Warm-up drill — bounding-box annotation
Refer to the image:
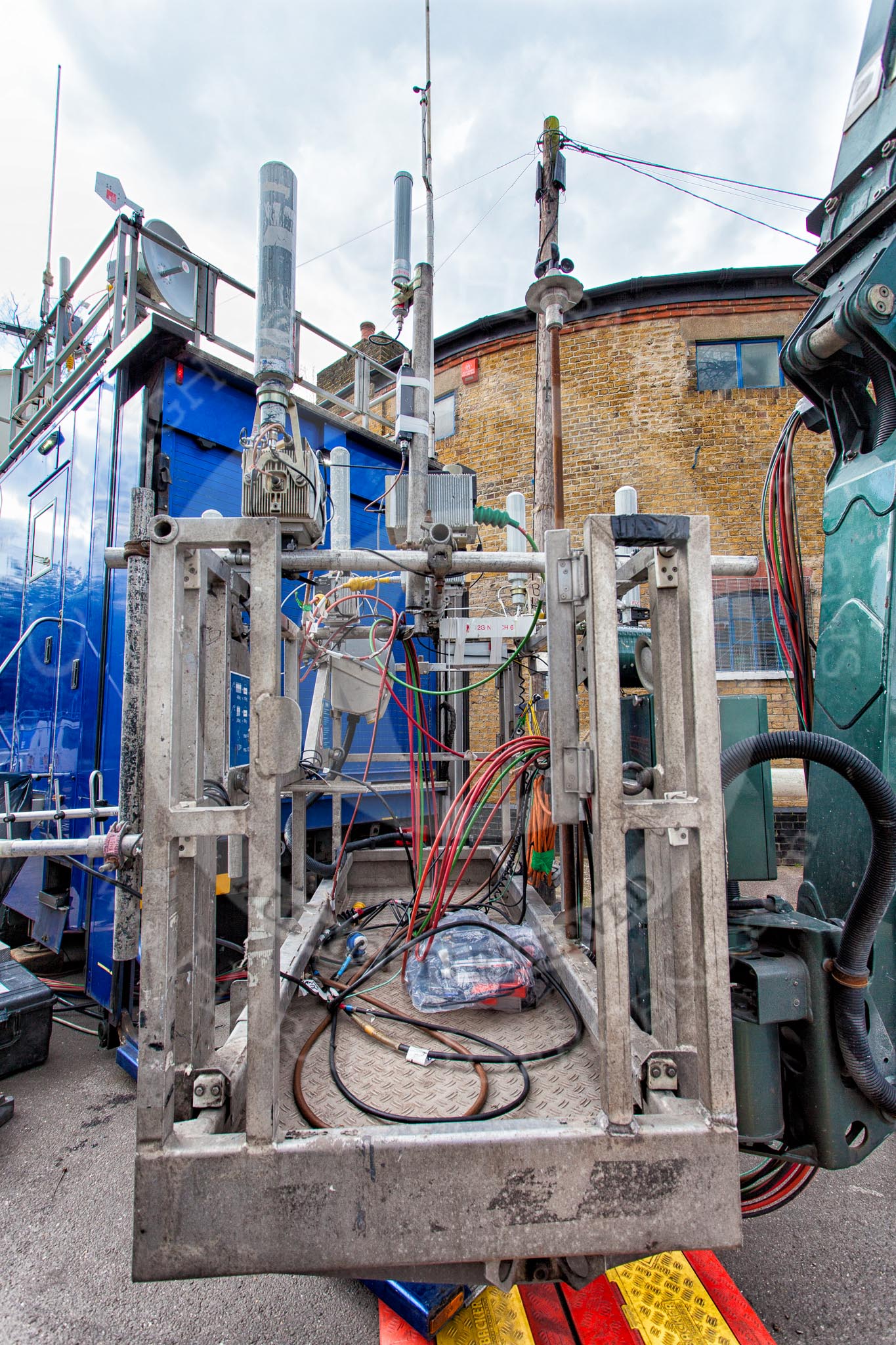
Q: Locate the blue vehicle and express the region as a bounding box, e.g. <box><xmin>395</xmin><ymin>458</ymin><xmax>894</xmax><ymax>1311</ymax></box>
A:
<box><xmin>0</xmin><ymin>223</ymin><xmax>435</xmax><ymax>1038</ymax></box>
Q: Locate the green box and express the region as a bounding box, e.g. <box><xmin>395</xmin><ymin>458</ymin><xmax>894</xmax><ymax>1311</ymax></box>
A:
<box><xmin>719</xmin><ymin>695</ymin><xmax>778</xmax><ymax>882</ymax></box>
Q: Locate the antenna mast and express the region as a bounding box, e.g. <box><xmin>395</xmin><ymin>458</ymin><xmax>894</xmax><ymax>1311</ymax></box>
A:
<box><xmin>421</xmin><ymin>0</ymin><xmax>435</xmax><ymax>267</ymax></box>
<box><xmin>40</xmin><ymin>66</ymin><xmax>62</xmax><ymax>317</ymax></box>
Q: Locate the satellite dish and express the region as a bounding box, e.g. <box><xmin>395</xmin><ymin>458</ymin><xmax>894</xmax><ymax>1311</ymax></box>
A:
<box><xmin>140</xmin><ymin>219</ymin><xmax>196</xmax><ymax>323</ymax></box>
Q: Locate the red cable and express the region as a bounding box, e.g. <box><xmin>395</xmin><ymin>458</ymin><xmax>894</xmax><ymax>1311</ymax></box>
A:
<box><xmin>402</xmin><ymin>734</ymin><xmax>549</xmax><ymax>971</ymax></box>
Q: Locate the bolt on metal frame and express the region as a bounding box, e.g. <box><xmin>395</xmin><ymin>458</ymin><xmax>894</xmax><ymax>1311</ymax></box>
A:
<box><xmin>135</xmin><ymin>518</ymin><xmax>740</xmax><ymax>1282</ymax></box>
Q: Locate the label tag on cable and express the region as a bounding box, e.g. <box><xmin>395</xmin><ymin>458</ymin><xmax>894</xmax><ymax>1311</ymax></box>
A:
<box><xmin>299</xmin><ymin>977</ymin><xmax>333</xmax><ymax>1005</ymax></box>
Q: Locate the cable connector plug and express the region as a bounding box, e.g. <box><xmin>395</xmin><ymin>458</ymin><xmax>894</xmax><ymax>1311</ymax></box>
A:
<box><xmin>404</xmin><ymin>1046</ymin><xmax>430</xmax><ymax>1065</ymax></box>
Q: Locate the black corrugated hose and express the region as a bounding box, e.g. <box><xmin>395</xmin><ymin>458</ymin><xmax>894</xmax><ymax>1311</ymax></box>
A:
<box><xmin>721</xmin><ymin>730</ymin><xmax>896</xmax><ymax>1115</ymax></box>
<box><xmin>863</xmin><ymin>344</ymin><xmax>896</xmax><ymax>448</ymax></box>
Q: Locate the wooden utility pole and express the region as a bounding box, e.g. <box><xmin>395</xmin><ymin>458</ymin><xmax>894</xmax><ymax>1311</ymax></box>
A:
<box><xmin>532</xmin><ymin>117</ymin><xmax>560</xmax><ymax>550</ymax></box>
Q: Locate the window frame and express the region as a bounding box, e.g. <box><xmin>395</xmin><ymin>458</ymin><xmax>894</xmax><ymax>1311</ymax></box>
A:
<box><xmin>27</xmin><ymin>499</ymin><xmax>56</xmax><ymax>584</ymax></box>
<box><xmin>694</xmin><ymin>336</ymin><xmax>784</xmax><ymax>393</ymax></box>
<box><xmin>712</xmin><ymin>579</ymin><xmax>784</xmax><ymax>682</ymax></box>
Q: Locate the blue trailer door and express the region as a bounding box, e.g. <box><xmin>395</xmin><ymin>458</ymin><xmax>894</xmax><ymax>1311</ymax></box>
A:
<box><xmin>13</xmin><ymin>467</ymin><xmax>68</xmax><ymax>776</ymax></box>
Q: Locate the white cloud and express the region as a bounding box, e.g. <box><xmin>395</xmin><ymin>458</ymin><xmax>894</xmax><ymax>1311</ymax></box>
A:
<box><xmin>0</xmin><ymin>0</ymin><xmax>865</xmax><ymax>366</ymax></box>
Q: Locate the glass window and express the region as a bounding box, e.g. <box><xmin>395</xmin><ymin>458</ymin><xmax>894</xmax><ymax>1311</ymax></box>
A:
<box><xmin>712</xmin><ymin>586</ymin><xmax>782</xmax><ymax>672</ymax></box>
<box><xmin>435</xmin><ymin>393</ymin><xmax>454</xmax><ymax>439</ymax></box>
<box><xmin>697</xmin><ymin>338</ymin><xmax>784</xmax><ymax>393</ymax></box>
<box><xmin>28</xmin><ymin>500</ymin><xmax>56</xmax><ymax>580</ymax></box>
<box><xmin>697</xmin><ymin>340</ymin><xmax>738</xmax><ymax>393</ymax></box>
<box><xmin>740</xmin><ymin>340</ymin><xmax>780</xmax><ymax>387</ymax></box>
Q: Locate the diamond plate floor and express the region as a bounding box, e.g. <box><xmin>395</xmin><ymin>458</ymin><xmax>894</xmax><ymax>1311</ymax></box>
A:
<box><xmin>280</xmin><ymin>891</ymin><xmax>599</xmax><ymax>1132</ymax></box>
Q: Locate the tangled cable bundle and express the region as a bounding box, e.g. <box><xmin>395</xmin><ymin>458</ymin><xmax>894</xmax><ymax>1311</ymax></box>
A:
<box><xmin>761</xmin><ymin>410</ymin><xmax>814</xmax><ymax>729</ymax></box>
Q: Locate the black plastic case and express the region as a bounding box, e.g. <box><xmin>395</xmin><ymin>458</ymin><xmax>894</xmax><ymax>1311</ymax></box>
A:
<box><xmin>0</xmin><ymin>958</ymin><xmax>55</xmax><ymax>1078</ymax></box>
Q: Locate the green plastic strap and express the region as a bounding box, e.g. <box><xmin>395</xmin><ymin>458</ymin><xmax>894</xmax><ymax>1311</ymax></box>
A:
<box><xmin>529</xmin><ymin>850</ymin><xmax>555</xmax><ymax>873</ymax></box>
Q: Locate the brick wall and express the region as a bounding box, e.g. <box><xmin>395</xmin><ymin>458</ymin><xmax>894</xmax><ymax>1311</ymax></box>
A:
<box><xmin>427</xmin><ymin>298</ymin><xmax>830</xmax><ymax>747</ymax></box>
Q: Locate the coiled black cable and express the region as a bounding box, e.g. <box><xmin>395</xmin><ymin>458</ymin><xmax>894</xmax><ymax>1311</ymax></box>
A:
<box><xmin>301</xmin><ymin>831</ymin><xmax>408</xmax><ymax>878</ymax></box>
<box><xmin>721</xmin><ymin>730</ymin><xmax>896</xmax><ymax>1115</ymax></box>
<box><xmin>329</xmin><ymin>1005</ymin><xmax>530</xmax><ymax>1126</ymax></box>
<box><xmin>329</xmin><ymin>920</ymin><xmax>584</xmax><ymax>1065</ymax></box>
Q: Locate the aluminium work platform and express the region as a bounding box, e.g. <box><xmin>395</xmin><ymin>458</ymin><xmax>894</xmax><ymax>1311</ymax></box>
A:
<box><xmin>127</xmin><ymin>518</ymin><xmax>740</xmax><ymax>1285</ymax></box>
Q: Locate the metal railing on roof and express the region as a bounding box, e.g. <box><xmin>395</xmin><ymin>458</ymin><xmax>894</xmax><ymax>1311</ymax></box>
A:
<box><xmin>0</xmin><ymin>215</ymin><xmax>395</xmax><ymax>472</ymax></box>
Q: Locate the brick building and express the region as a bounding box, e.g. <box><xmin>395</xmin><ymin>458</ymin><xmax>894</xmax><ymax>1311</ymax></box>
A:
<box><xmin>354</xmin><ymin>267</ymin><xmax>830</xmax><ymax>745</ymax></box>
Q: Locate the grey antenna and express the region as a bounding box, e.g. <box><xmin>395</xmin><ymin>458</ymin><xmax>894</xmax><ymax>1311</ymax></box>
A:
<box><xmin>140</xmin><ymin>219</ymin><xmax>196</xmax><ymax>323</ymax></box>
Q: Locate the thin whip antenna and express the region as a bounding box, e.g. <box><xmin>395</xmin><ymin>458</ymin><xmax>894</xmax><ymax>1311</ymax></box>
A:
<box><xmin>40</xmin><ymin>66</ymin><xmax>62</xmax><ymax>317</ymax></box>
<box><xmin>423</xmin><ymin>0</ymin><xmax>435</xmax><ymax>267</ymax></box>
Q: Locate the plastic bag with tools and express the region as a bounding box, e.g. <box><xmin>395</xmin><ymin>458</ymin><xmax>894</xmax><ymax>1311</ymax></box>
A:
<box><xmin>404</xmin><ymin>910</ymin><xmax>547</xmax><ymax>1013</ymax></box>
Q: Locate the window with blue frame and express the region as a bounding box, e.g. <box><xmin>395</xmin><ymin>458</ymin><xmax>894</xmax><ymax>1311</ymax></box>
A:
<box><xmin>697</xmin><ymin>338</ymin><xmax>784</xmax><ymax>393</ymax></box>
<box><xmin>712</xmin><ymin>584</ymin><xmax>783</xmax><ymax>672</ymax></box>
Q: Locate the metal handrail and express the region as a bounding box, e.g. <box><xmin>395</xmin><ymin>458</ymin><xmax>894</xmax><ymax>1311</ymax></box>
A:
<box><xmin>0</xmin><ymin>616</ymin><xmax>62</xmax><ymax>676</ymax></box>
<box><xmin>0</xmin><ymin>215</ymin><xmax>395</xmax><ymax>474</ymax></box>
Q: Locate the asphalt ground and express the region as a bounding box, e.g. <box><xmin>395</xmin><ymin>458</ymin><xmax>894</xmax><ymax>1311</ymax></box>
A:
<box><xmin>0</xmin><ymin>874</ymin><xmax>896</xmax><ymax>1345</ymax></box>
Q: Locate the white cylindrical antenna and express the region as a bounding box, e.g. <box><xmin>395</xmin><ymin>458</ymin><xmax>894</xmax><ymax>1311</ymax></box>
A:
<box><xmin>393</xmin><ymin>168</ymin><xmax>414</xmax><ymax>285</ymax></box>
<box><xmin>329</xmin><ymin>447</ymin><xmax>352</xmax><ymax>552</ymax></box>
<box><xmin>505</xmin><ymin>491</ymin><xmax>529</xmax><ymax>607</ymax></box>
<box><xmin>612</xmin><ymin>485</ymin><xmax>641</xmax><ymax>623</ymax></box>
<box><xmin>255</xmin><ymin>162</ymin><xmax>295</xmax><ymax>428</ymax></box>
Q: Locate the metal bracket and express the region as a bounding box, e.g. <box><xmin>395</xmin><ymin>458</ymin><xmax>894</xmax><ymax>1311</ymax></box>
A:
<box><xmin>563</xmin><ymin>742</ymin><xmax>594</xmax><ymax>799</ymax></box>
<box><xmin>643</xmin><ymin>1055</ymin><xmax>678</xmax><ymax>1092</ymax></box>
<box><xmin>557</xmin><ymin>552</ymin><xmax>588</xmax><ymax>603</ymax></box>
<box><xmin>194</xmin><ymin>1069</ymin><xmax>227</xmax><ymax>1109</ymax></box>
<box><xmin>653</xmin><ymin>546</ymin><xmax>678</xmax><ymax>588</ymax></box>
<box><xmin>184</xmin><ymin>552</ymin><xmax>199</xmax><ymax>589</ymax></box>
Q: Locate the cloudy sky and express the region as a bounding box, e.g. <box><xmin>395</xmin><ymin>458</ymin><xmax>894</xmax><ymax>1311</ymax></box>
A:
<box><xmin>0</xmin><ymin>0</ymin><xmax>868</xmax><ymax>372</ymax></box>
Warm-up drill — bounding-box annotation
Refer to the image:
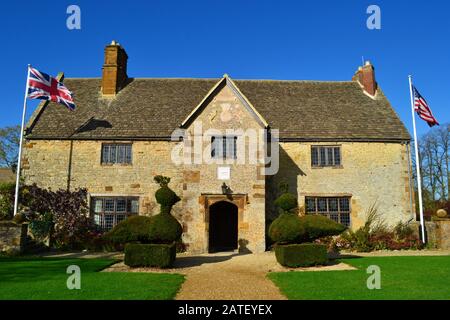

**EXERCISE BRIEF**: Reproduce the lines from the one containing "Q: Locate the cloudy" up to and including the last line above, and leave the pictures out.

**CORRECT RESPONSE**:
Q: Locate the cloudy sky and express the region as a bounding box, e.g. <box><xmin>395</xmin><ymin>458</ymin><xmax>894</xmax><ymax>1311</ymax></box>
A:
<box><xmin>0</xmin><ymin>0</ymin><xmax>868</xmax><ymax>372</ymax></box>
Warm-up drill — bounding-box annotation
Refer to the image:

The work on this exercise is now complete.